Data extracted from a collection:
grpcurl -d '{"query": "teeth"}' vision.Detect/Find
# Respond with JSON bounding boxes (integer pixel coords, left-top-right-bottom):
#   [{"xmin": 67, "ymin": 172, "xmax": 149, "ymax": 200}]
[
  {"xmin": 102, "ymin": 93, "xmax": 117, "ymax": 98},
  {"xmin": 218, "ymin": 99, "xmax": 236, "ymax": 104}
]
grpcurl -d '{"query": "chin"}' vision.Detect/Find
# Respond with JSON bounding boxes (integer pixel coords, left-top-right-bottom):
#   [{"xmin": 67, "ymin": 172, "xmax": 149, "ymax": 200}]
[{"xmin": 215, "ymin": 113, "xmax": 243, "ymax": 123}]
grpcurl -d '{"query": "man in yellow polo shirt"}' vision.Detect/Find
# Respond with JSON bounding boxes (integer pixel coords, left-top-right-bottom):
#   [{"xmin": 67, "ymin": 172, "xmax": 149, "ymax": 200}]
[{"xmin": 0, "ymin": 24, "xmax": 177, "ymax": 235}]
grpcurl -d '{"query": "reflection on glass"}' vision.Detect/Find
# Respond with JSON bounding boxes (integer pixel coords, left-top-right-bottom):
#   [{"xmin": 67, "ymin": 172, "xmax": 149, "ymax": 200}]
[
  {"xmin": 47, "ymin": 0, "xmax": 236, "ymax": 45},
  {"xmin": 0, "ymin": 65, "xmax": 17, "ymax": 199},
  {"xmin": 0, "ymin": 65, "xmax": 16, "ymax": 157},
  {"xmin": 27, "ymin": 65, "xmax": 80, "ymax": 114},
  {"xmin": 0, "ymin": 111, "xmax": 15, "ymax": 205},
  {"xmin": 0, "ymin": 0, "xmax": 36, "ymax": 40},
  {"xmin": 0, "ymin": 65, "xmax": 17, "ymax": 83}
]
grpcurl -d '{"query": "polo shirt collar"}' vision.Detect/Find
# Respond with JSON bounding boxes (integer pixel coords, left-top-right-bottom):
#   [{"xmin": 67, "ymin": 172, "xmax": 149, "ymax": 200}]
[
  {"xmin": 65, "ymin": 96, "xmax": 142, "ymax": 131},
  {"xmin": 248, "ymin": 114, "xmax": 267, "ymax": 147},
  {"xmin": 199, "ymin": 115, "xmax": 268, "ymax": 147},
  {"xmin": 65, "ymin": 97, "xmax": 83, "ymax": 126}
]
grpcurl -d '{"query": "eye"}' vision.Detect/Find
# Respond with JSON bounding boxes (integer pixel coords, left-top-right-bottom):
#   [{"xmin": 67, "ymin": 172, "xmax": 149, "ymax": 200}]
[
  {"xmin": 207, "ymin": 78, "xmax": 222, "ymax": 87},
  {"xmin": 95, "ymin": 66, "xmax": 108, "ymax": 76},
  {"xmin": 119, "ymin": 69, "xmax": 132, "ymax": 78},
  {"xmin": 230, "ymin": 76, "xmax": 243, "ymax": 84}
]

▶ _Your objective_: Transcribe every entry exactly as it reads.

▶ _Response_:
grpcurl -d '{"query": "teeth"}' vision.Detect/Find
# Respond with JSON bounding boxes (integer pixel coords, left-top-right-bottom):
#   [{"xmin": 67, "ymin": 172, "xmax": 149, "ymax": 200}]
[
  {"xmin": 102, "ymin": 93, "xmax": 117, "ymax": 98},
  {"xmin": 218, "ymin": 99, "xmax": 236, "ymax": 104}
]
grpcurl -d '{"query": "chin"}' vision.Detect/Find
# Respond with JSON bounding boxes (integer pixel coords, left-top-right-bottom):
#   [{"xmin": 67, "ymin": 172, "xmax": 149, "ymax": 200}]
[{"xmin": 215, "ymin": 113, "xmax": 243, "ymax": 123}]
grpcurl -d '{"query": "man in yellow polo shirt"}' vision.Detect/Find
# Respond with JSON bounding boxes (integer pixel coords, left-top-right-bottom):
#   [{"xmin": 67, "ymin": 172, "xmax": 149, "ymax": 200}]
[{"xmin": 0, "ymin": 24, "xmax": 177, "ymax": 235}]
grpcurl -d '{"query": "reflection on glass"}' vision.Detect/Find
# Respond with JSON bounding boxes (integer pixel coords, left-top-right-bottom):
#   [{"xmin": 67, "ymin": 172, "xmax": 149, "ymax": 200}]
[
  {"xmin": 47, "ymin": 0, "xmax": 236, "ymax": 45},
  {"xmin": 0, "ymin": 65, "xmax": 17, "ymax": 199},
  {"xmin": 0, "ymin": 65, "xmax": 16, "ymax": 157},
  {"xmin": 27, "ymin": 65, "xmax": 80, "ymax": 114},
  {"xmin": 0, "ymin": 111, "xmax": 15, "ymax": 205},
  {"xmin": 0, "ymin": 0, "xmax": 36, "ymax": 40},
  {"xmin": 0, "ymin": 65, "xmax": 17, "ymax": 83}
]
grpcurl -d '{"query": "polo shirt collar"}' vision.Detect/Find
# Respond with JSON bounding boxes (integer pixel coords, left-top-right-bottom):
#   [{"xmin": 67, "ymin": 172, "xmax": 149, "ymax": 200}]
[
  {"xmin": 65, "ymin": 96, "xmax": 142, "ymax": 131},
  {"xmin": 248, "ymin": 114, "xmax": 267, "ymax": 147},
  {"xmin": 199, "ymin": 115, "xmax": 268, "ymax": 147},
  {"xmin": 65, "ymin": 97, "xmax": 83, "ymax": 126}
]
grpcurl -d '{"query": "eye"}' vision.Detect/Find
# Respond with JSON bounding boxes (integer pixel coords, left-top-right-bottom):
#   [{"xmin": 67, "ymin": 172, "xmax": 149, "ymax": 200}]
[
  {"xmin": 207, "ymin": 78, "xmax": 222, "ymax": 87},
  {"xmin": 95, "ymin": 66, "xmax": 108, "ymax": 76},
  {"xmin": 119, "ymin": 69, "xmax": 132, "ymax": 78},
  {"xmin": 230, "ymin": 76, "xmax": 243, "ymax": 84}
]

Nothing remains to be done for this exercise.